Record estratti –
□ □ □

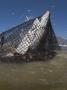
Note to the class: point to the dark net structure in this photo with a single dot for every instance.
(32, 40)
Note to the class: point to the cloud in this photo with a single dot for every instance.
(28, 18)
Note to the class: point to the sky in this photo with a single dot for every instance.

□ □ □

Compito – Riscrivi tutti i record sostituendo "single dot" con "single mark" e lasciando invariato tutto il resto. Nella risposta ometti le immagini.

Compito svolto –
Note to the class: point to the dark net structure in this photo with a single mark for every instance.
(32, 40)
Note to the class: point to the cloud in this photo with a single mark for every instance.
(28, 18)
Note to the class: point to the sky in this photo with a single mark for every instance.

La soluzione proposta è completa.